> _Set problem_
Quote all of the entries word for word.

> _Records from a data collection_
• • • •
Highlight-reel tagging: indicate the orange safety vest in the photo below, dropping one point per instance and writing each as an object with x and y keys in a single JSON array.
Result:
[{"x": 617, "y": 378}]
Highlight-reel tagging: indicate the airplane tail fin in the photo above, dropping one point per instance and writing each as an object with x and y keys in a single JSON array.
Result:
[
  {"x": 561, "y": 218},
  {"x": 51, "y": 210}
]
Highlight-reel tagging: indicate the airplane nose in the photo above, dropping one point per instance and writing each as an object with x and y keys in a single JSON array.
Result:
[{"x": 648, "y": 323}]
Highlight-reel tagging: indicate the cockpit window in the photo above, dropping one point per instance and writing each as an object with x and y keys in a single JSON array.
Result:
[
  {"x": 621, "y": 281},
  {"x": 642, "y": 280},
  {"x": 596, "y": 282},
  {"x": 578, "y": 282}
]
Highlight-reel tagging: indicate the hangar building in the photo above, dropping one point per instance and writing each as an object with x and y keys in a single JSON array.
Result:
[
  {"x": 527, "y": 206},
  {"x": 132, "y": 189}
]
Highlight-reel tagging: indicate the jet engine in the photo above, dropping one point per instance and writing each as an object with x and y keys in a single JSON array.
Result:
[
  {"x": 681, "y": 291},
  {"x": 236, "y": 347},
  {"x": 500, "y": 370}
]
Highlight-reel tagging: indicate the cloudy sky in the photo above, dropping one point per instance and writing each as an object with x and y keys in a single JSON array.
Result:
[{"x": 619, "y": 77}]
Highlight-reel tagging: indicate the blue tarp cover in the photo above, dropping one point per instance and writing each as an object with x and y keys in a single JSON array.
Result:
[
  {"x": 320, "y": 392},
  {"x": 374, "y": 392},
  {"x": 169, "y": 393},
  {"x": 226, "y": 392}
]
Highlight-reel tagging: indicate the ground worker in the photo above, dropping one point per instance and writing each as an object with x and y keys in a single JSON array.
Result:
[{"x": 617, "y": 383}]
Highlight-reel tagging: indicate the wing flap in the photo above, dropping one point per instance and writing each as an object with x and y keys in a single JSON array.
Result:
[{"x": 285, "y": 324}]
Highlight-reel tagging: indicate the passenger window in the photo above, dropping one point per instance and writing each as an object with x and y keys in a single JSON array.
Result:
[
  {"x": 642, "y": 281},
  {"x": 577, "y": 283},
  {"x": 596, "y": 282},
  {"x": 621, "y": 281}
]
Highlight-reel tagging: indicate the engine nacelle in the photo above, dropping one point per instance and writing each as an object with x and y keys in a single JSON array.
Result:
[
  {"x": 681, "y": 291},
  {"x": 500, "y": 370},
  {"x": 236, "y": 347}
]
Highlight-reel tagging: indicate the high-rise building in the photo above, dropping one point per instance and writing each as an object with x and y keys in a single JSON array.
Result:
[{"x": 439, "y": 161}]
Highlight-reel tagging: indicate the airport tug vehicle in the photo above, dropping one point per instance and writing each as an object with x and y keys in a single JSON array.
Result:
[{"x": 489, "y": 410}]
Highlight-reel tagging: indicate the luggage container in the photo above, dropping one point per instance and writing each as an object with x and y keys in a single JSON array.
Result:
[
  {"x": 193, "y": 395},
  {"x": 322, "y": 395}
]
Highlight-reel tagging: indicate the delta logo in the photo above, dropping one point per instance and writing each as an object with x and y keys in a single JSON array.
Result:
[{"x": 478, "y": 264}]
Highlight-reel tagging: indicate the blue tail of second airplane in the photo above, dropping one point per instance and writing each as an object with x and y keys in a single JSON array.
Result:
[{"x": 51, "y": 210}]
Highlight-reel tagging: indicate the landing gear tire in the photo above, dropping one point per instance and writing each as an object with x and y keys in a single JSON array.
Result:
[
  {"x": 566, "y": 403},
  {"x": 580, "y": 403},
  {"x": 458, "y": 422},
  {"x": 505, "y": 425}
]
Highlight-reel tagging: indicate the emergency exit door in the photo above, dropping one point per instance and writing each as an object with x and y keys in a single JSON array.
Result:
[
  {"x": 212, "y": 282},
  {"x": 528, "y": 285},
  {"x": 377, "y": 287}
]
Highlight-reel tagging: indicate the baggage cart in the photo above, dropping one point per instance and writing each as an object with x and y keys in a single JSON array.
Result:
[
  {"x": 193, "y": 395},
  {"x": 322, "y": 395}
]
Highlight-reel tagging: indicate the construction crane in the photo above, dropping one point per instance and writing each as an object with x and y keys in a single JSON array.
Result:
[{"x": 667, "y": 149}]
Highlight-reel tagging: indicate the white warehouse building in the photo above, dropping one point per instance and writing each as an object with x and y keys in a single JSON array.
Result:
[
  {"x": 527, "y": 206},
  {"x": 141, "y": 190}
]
• • • •
> _Response to this task_
Highlight-reel tagging: indicate the orange safety vest in the photo below, dropping one point per instance and writing each as an object with x and y keys in a single JSON array.
Result:
[{"x": 617, "y": 378}]
Highlight-reel tagging: indicate the airplane tail fin in the photo above, dropping one point per instance and writing each as an object with x and y keys in a single JSON array.
Result:
[
  {"x": 561, "y": 218},
  {"x": 51, "y": 210}
]
Highlight-reel tagging: indicate the airplane nose in the photo above, dropping one point per instance and writing each as an object with x and y keys in a single JSON array.
Result:
[{"x": 648, "y": 323}]
Highlight-reel tagging: indicate the cockpit window in the photo above, dropping one point per instance and writing each as an object with x and y keys in a single JSON array.
Result:
[
  {"x": 621, "y": 281},
  {"x": 642, "y": 280},
  {"x": 596, "y": 282},
  {"x": 578, "y": 282}
]
Highlight-reel tagging: indicate the hangar building in the photo above, dropping one point per instance and writing each as an object with x and y keys in a single JSON array.
Result:
[
  {"x": 527, "y": 206},
  {"x": 132, "y": 189}
]
Highlight-reel tagging: indicate the jet engine in the photo above, dropping one point per instance and writing each as an object with x and y keys in a single JSON array.
Result:
[
  {"x": 681, "y": 291},
  {"x": 236, "y": 347},
  {"x": 500, "y": 370}
]
Highlight-reel tagging: indicate the cloudy sky in the photo above, dropping one point per instance and writing each as an object with x and y keys in a single JSON array.
Result:
[{"x": 619, "y": 77}]
Highlight-reel tagging: indicate the blue tarp cover in the photo above, dropping one point per instance and writing each as an object with x and y keys in a single JSON array.
Result:
[
  {"x": 320, "y": 392},
  {"x": 374, "y": 392},
  {"x": 169, "y": 393},
  {"x": 226, "y": 392}
]
Highlight-reel tagging: indicate the ground worker in the photo above, dropping one point per instance and writing each as an object with x and y keys in a single JSON array.
Result:
[{"x": 617, "y": 383}]
Highlight-reel tagging: indicate the wing flap in the photo above, dropping one point per instance and writing each as an object with x and y keys in a single JSON array.
Result:
[{"x": 285, "y": 324}]
Highlight-reel tagging: indicate the passenger window in the photo above, dropping one point per instance and writing each as an object with x and y keys in a single JSON array.
Result:
[
  {"x": 642, "y": 281},
  {"x": 577, "y": 283},
  {"x": 596, "y": 282},
  {"x": 621, "y": 281}
]
Highlight-reel tagging: indicate the engine nacelle in the photo above, dropping one point per instance and writing each as an object with x and y keys in a single JSON array.
Result:
[
  {"x": 681, "y": 291},
  {"x": 500, "y": 370},
  {"x": 236, "y": 347}
]
Highlight-reel tagging: indicate the high-rise building in the photo above, dropping one point per instance and writing each as an object with x and y keys in a single JSON array.
Result:
[{"x": 439, "y": 161}]
Highlight-reel tagging: indicate the airport tug vehicle in the photo above, dropping one point per instance and writing each as an object with x and y keys in a single JSON array.
Result:
[{"x": 489, "y": 410}]
Highlight-reel tagging: indicate the luggage container in the photo above, dropping one point per instance and writing each as an object with x and y keys in a single JSON array.
Result:
[
  {"x": 193, "y": 395},
  {"x": 322, "y": 395}
]
Highlight-reel tagging: indicate the delta logo in the photo above, dropping one point per instance and writing each as an object with x and y keys in a single JSON array.
Result:
[{"x": 478, "y": 264}]
Highlight-reel tagging: indicate the blue tail of second airplane in the photo above, dropping one point per instance and writing each as an object with x and y keys in a single JSON array.
Result:
[{"x": 51, "y": 210}]
Highlight-reel tagging: indicate the landing gear tire in the photo above, dropping one point per instance and writing each as an object with x and y keys in a single JSON array.
Result:
[
  {"x": 566, "y": 403},
  {"x": 580, "y": 403},
  {"x": 458, "y": 422},
  {"x": 505, "y": 425}
]
Highlight-reel tagging: indicate the emergency exit door in the photo above, dropping one point per instance and writing each as an object with x and y keys in a single JSON array.
Result:
[
  {"x": 212, "y": 282},
  {"x": 528, "y": 285},
  {"x": 377, "y": 287}
]
Highlight-reel tagging: indicate the baggage cart in the photo above, dropping one point per instance and writing each as an object with x and y keys in a single JSON array.
Result:
[
  {"x": 193, "y": 395},
  {"x": 322, "y": 395}
]
Highlight-reel tagging: indicate the construction crane in the photo above, dropping one point per instance and writing each as an object with x and y keys in a single JSON array.
Result:
[{"x": 667, "y": 149}]
Highlight-reel tagging: indicate the white warehouse building in the photo above, dropping one point per instance and writing each as an object with x and y keys in a single JSON array.
Result:
[
  {"x": 527, "y": 206},
  {"x": 141, "y": 190}
]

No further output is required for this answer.